(Documento di partenza):
-.-.-
Il papa aderì al disegno, illudendosi di separare la causa dei Fiorentini da quella dei Medici.
Ucciso Giuliano (26 aprile 1478), colse ragione o pretesto dal supplizio dell'arcivescovo Salviati e dalla prigionia dell'ignaro nipote cardinale Raffaele Sansoni Riario e colpì di scomunica Lorenzo e d'interdetto i Fiorentini, che, ancora più stretti al Medici, gli lanciarono contro furenti invettive. Nella guerra, S. ebbe alleato il re di Napoli; Venezia e Milano sostennero il Medici, e più caldamente operò in favore suo Luigi XI di Francia, che minacciò la convocazione d'un concilio, e, quando la guerra volgeva sfavorevole per Lorenzo, procurò la riconciliazione sua con Ferrante (dicembre 1479). Il papa dovette piegare, tanto più che la presa e l'orribile saccheggio di Otranto da parte degli Osmani (11 agosto 1480) facevano temere una loro irruzione nella penisola; s'indusse quindi S. a imporre ai Fiorentini condizioni non inaccettabili e li assolse dalle censure (3 dicembre 1480).
-.-.-
(Dati forniti):
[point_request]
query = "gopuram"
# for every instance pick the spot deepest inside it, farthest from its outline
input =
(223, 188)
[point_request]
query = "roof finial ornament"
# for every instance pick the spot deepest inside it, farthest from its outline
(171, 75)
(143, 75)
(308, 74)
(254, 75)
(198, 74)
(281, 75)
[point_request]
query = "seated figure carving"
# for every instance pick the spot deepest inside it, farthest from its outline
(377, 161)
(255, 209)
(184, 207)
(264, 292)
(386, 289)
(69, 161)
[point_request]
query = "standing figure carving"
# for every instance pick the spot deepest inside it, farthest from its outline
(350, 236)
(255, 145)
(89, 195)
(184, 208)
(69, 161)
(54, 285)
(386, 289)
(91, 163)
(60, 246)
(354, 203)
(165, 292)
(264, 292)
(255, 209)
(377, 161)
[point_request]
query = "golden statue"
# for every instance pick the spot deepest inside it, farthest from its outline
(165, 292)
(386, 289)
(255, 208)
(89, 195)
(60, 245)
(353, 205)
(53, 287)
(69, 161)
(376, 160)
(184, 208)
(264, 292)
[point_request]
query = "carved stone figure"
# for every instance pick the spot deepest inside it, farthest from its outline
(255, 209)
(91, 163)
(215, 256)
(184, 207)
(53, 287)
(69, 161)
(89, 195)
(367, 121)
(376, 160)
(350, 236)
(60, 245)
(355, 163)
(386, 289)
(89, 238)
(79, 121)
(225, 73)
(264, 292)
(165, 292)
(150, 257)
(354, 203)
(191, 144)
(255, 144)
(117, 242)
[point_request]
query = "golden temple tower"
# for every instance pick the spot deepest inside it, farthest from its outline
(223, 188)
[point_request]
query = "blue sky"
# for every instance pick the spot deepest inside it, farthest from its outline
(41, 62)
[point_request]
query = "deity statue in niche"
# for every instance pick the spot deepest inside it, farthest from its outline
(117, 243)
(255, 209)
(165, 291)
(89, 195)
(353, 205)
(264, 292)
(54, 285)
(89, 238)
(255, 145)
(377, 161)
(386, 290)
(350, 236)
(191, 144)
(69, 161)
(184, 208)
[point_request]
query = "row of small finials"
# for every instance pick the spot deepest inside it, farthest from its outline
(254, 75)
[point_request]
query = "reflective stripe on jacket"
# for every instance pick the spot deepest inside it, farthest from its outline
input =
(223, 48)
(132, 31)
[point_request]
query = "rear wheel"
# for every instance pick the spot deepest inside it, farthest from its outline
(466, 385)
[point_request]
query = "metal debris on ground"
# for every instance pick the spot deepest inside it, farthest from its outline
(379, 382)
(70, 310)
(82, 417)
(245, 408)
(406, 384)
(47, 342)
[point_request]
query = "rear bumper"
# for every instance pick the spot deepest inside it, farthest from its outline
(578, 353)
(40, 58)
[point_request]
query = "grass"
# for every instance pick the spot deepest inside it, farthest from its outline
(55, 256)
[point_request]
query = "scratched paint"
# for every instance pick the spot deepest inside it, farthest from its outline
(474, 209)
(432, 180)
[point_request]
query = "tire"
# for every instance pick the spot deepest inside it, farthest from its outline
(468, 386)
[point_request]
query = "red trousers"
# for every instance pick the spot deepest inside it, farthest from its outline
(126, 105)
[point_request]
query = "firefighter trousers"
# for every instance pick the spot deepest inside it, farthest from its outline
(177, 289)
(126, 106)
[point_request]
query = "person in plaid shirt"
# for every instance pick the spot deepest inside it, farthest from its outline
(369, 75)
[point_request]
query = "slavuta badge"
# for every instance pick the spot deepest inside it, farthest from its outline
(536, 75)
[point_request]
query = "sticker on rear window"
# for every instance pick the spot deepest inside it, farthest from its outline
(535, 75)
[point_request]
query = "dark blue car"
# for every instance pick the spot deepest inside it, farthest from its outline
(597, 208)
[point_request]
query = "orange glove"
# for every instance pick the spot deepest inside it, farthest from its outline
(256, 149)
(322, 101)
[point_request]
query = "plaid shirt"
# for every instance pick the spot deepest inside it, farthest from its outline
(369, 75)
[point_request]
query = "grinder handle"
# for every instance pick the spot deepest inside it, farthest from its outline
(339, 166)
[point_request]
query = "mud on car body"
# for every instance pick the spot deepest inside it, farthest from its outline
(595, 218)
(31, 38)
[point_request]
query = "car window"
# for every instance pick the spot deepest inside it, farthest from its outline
-.-.-
(Consegna):
Ricopia senza alcuna modifica la parte del brano sulla guerra tra il papa e i Fiorentini compresa tra "Ucciso Giuliano (26" e "(3 dicembre 1480).", estremi inclusi.

(Risposta):
Ucciso Giuliano (26 aprile 1478), colse ragione o pretesto dal supplizio dell'arcivescovo Salviati e dalla prigionia dell'ignaro nipote cardinale Raffaele Sansoni Riario e colpì di scomunica Lorenzo e d'interdetto i Fiorentini, che, ancora più stretti al Medici, gli lanciarono contro furenti invettive. Nella guerra, S. ebbe alleato il re di Napoli; Venezia e Milano sostennero il Medici, e più caldamente operò in favore suo Luigi XI di Francia, che minacciò la convocazione d'un concilio, e, quando la guerra volgeva sfavorevole per Lorenzo, procurò la riconciliazione sua con Ferrante (dicembre 1479). Il papa dovette piegare, tanto più che la presa e l'orribile saccheggio di Otranto da parte degli Osmani (11 agosto 1480) facevano temere una loro irruzione nella penisola; s'indusse quindi S. a imporre ai Fiorentini condizioni non inaccettabili e li assolse dalle censure (3 dicembre 1480).